What you should do: Rewrite all of the records below, substituting "nonzero" for every occurrence of "even-odd" and leaving everything else unchanged. Leave the pictures out of the answer.

Information shown:
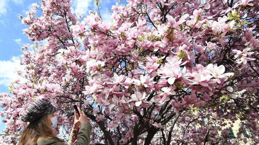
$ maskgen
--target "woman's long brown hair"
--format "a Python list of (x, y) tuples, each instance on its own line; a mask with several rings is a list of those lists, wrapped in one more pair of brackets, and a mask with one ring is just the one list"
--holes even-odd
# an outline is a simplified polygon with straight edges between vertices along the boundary
[(53, 130), (48, 125), (47, 115), (43, 115), (29, 124), (20, 133), (20, 145), (37, 145), (40, 137), (51, 138), (61, 142), (64, 140), (59, 138), (54, 133)]

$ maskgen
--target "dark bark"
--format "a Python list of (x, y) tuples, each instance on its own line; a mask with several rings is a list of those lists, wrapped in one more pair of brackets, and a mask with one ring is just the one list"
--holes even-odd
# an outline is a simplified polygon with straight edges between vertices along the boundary
[(171, 142), (171, 138), (172, 138), (172, 132), (173, 132), (173, 129), (180, 116), (180, 113), (179, 113), (177, 115), (176, 117), (175, 117), (175, 118), (174, 118), (172, 124), (171, 125), (171, 128), (170, 128), (170, 131), (169, 131), (169, 133), (168, 135), (168, 139), (167, 140), (167, 142), (166, 142), (166, 145), (169, 145), (170, 144), (170, 142)]
[(152, 140), (154, 136), (156, 134), (157, 131), (156, 130), (156, 128), (152, 126), (151, 127), (148, 132), (147, 136), (145, 139), (145, 143), (144, 145), (149, 145), (151, 141)]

Exercise output:
$ maskgen
--target "woman's long brown hair"
--format "a Python list of (x, y) tuples, each instance on its own line; a mask with several rings is a list of those lists, wrapped in one more pair of brackets, and a mask with one ring is just the one list"
--holes nonzero
# an outline is a simplified polygon with straight edges between vertices along the boundary
[(53, 130), (48, 125), (47, 115), (43, 115), (29, 124), (20, 133), (20, 145), (37, 145), (40, 137), (51, 138), (61, 142), (64, 140), (59, 138), (54, 133)]

$ maskgen
--target "dark bark"
--format "a Python list of (x, y) tuples, each instance on its own line; a mask with several rings is a list of those lists, wrapped in one more pair of brackets, and a mask with one ring is just the one list"
--holes nonzero
# an outline is a simplified polygon with straight edges between vertices along the boundary
[(171, 142), (171, 138), (172, 138), (172, 132), (173, 132), (173, 129), (180, 116), (180, 113), (179, 113), (177, 115), (176, 117), (175, 117), (175, 118), (174, 118), (172, 124), (171, 125), (171, 128), (170, 128), (170, 131), (169, 131), (169, 133), (168, 135), (168, 139), (167, 140), (167, 142), (166, 142), (166, 145), (169, 145), (170, 144), (170, 142)]
[(152, 140), (154, 136), (156, 134), (157, 131), (156, 130), (156, 128), (152, 126), (151, 127), (148, 132), (147, 136), (145, 139), (145, 143), (144, 145), (149, 145), (151, 141)]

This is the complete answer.